**Tasks to carry out**
**1)** According to the post on de-icing salt overuse, since when has Madison, WI, been trying to reduce its use of de-icing salt?
**2)** Reproduce verbatim the passage of the de-icing salt post from "Why is it so" to "persist without solutions.".
**3)** Pick up the de-icing salt post after its final sentence and keep writing.

**Document excerpt**
2/18/26

Why salt overuse is a persistent probem



Madison, WI, has been trying to reduce the use of de-icing salt since the 1970s.  Despite many sincere efforts, application of salt by the City, plus private contractors, has continued to climb...along with the levels of salt in our lakes.

Why is it so hard to control the salt problem?  Let's try to think outside the box, looking for solutions where they may be hiding.

Problems that defy solution

There are some long-term societal problems I call "Intractible Problems," because they have defied solution for centuries.  Now, I hope readers will forgive me for speculating above my pay grade.  I'm just trying to put the salt problem in perspective.  There are some things to learn about why "problems" persist without solutions.

Drug abuse: There is increasing evidence that biology is lurking behind addiction.  Alkaloid substances like nicotine and caffein are known to be attractive to animals like bees.

But then society steps in and makes the problem a lot worse.  The management guru and author, Peter Drucker, once observed that problems like drug abuse are difficult to solve in proportion to the number of societal groups that benefit from the problem:

  1. Politicians get votes by taking dramatic positions against drug addicts, peddlers, or smugglers.  This circus recently reached new heights as boats transporting drugs are being blown out of the water by the US military, using aircraft carriers and guided missiles.
  2. Journalists and authors boost their careers by writing sensational articles and books.  Lobbyists play a similar role in promoting positions.
  3. Law enforcement officials owe their jobs to combating drugs and stoking fear.  They often get to keep expensive assets like vehicles seized in the course of enforcement. This creates more incentives to keep promoting concern about drugs.

(Stored dataset items)
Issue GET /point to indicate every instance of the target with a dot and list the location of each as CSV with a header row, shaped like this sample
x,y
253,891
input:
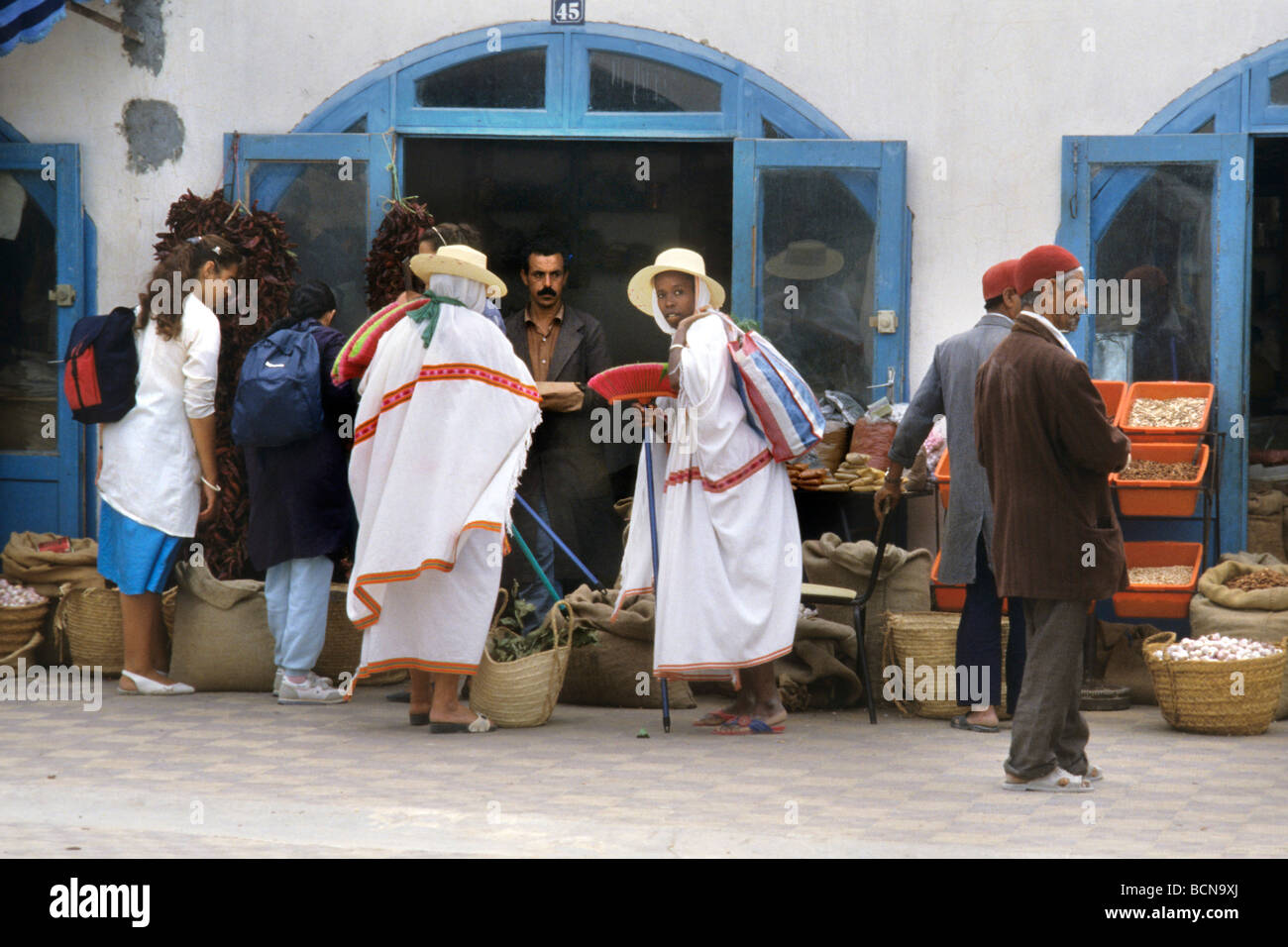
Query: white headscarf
x,y
472,292
702,298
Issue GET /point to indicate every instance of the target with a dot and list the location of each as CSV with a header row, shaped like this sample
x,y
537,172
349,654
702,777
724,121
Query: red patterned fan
x,y
639,381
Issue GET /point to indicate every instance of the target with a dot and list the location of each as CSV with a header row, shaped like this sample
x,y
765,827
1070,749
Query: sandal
x,y
962,723
480,724
747,727
716,718
1056,781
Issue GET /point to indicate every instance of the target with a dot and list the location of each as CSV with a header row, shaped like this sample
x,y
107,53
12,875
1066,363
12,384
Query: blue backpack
x,y
279,393
101,367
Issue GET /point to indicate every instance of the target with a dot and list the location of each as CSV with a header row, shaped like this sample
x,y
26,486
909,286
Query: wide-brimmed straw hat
x,y
458,260
681,261
805,260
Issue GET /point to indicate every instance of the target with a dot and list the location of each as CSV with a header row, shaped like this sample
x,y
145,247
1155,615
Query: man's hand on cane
x,y
892,491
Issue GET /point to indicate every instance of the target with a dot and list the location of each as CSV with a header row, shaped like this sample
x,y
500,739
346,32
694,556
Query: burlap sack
x,y
1266,523
903,586
220,633
608,674
25,564
1121,660
819,672
1261,615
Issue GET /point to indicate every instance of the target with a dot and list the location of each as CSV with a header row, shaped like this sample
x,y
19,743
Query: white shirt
x,y
151,472
1055,333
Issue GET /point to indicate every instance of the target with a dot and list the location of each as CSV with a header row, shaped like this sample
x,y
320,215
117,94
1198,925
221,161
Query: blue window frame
x,y
868,209
385,98
1094,201
46,491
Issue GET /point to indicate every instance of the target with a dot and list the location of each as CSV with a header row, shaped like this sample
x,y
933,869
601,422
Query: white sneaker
x,y
310,690
277,681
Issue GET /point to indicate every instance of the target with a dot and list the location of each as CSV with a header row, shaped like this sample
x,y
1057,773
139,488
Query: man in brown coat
x,y
1042,437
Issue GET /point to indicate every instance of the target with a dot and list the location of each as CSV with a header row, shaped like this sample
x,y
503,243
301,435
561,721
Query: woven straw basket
x,y
18,624
524,692
90,622
930,638
1194,696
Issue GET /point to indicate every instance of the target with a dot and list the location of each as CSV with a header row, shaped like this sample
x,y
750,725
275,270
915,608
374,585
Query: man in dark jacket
x,y
949,389
566,479
1042,437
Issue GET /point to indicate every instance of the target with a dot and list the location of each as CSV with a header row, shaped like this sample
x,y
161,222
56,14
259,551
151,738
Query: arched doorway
x,y
626,132
47,282
1192,206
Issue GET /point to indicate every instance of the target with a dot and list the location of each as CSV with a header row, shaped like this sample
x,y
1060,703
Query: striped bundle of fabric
x,y
780,403
361,347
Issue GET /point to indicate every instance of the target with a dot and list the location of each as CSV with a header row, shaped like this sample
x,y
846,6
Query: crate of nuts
x,y
1216,684
1160,479
1166,411
1162,579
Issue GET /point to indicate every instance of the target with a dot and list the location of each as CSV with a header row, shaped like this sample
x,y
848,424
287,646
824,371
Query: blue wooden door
x,y
820,258
1164,218
330,189
43,291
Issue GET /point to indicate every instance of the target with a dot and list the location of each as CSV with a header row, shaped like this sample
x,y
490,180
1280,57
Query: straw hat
x,y
805,260
681,261
458,260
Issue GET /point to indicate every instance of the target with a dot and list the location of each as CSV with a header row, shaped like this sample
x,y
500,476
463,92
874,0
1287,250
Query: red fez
x,y
999,277
1042,263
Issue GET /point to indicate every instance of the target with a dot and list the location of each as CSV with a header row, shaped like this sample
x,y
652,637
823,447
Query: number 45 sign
x,y
567,12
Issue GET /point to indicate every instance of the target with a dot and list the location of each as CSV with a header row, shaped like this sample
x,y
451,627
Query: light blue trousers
x,y
297,591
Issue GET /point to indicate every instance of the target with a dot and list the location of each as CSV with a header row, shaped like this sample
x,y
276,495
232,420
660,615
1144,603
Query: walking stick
x,y
559,541
536,567
652,523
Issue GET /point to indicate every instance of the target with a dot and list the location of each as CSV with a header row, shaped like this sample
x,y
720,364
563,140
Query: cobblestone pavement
x,y
236,775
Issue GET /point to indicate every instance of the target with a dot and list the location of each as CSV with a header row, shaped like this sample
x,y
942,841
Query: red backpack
x,y
101,368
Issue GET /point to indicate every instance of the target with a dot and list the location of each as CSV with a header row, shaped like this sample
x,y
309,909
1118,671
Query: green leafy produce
x,y
507,644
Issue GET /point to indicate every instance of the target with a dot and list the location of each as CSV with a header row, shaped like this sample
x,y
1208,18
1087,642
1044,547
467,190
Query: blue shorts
x,y
136,557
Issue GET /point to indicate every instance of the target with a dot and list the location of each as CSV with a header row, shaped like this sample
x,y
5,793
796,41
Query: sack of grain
x,y
220,633
1260,615
606,674
819,672
903,586
1266,523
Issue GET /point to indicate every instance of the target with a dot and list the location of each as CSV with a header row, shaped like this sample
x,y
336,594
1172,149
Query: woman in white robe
x,y
439,442
729,574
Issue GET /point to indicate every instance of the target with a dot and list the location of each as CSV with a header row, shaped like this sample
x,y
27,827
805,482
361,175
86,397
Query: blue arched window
x,y
610,82
1170,206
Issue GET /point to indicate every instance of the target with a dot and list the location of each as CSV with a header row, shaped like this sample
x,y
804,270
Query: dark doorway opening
x,y
614,204
1267,335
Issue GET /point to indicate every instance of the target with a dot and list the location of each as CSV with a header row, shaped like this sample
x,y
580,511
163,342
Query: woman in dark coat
x,y
301,513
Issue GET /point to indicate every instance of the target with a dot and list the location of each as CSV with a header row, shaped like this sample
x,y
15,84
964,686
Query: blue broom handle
x,y
558,541
532,561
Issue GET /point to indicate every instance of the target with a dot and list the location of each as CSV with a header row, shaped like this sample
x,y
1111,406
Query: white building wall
x,y
987,86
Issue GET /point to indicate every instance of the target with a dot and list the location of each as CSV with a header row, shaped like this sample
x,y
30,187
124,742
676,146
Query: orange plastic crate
x,y
941,476
1166,389
951,598
1160,600
1160,497
1112,393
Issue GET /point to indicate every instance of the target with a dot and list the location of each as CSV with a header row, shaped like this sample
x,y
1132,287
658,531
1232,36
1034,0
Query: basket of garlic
x,y
1216,684
22,613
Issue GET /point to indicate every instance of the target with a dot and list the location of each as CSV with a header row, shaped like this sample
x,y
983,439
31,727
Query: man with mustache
x,y
566,480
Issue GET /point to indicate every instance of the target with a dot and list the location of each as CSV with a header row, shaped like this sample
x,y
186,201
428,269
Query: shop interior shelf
x,y
1159,600
1163,390
1162,497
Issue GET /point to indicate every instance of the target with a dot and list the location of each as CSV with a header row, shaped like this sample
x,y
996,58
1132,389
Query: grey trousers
x,y
1047,728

**Exercise responses**
**1)** Since the 1970s.

**2)**
Why is it so hard to control the salt problem?  Let's try to think outside the box, looking for solutions where they may be hiding.

Problems that defy solution

There are some long-term societal problems I call "Intractible Problems," because they have defied solution for centuries.  Now, I hope readers will forgive me for speculating above my pay grade.  I'm just trying to put the salt problem in perspective.  There are some things to learn about why "problems" persist without solutions.

**3)**
  4. Fearful or credulous citizens continue to consume the articles, vote for the politicians, and support law enforcement, despite much evidence that current policies aren't working. Citizens may not be benefiting, but they seem to enjoy reading and hearing about the fuss and may "feel" they have benefited by voting for politicians who stoke fear.
  5. Drug companies: Purdue Pharma, developed and sold OxyContin beginning in the mid‑1990s, promoting them irresponsibly, leading to widespread addiction.
  6. Doctors and pharmacies profited as they continued to make prescriptions available despite obvious signs the drugs were being misused.
  7. Farmers in the US benefit from growing cannabis, while Afghans grow poppies to produce heroin and Columbians grow cocaine.  Chemical companies benefit from producing precursors for fentanyl.
  8. Drug pushers, smugglers, and trans-national crime gangs.  In many cases, the criminals are protected by politicians or law enforcement.

Following Drucker's lead, we see at least eight groups are in benefiting from the current ineffective approach to drugs.  I'm not saying people in all these groups want the drug problem to continue (except for those who directly profit).  What I am saying is that many groups benefit from all the noise and churn involved, while their actions support those unproductive approaches.  No wonder drugs are such an intractable problem.

Guns 

This issue is similar to drugs in that many of the same groups are involved.  Substitute manufacturers of guns for the groups that produce and push drugs.  One difference from drugs is that guns are more political.  This leads to the rise of advocacy groups like the NRA which have been extremely effective in both promoting guns and backing politicians who protect guns.

One extremely sinister aspect of the guns is that, the more fear grows from gun violence, the more people want to buy guns to protect themselves.  It's a self-reinforcing spiral leading back to the Middle Ages.

The problem of violent crime has much in common with both drugs and guns.

What's evident when considering these most intractable problems is that fear is a driving force.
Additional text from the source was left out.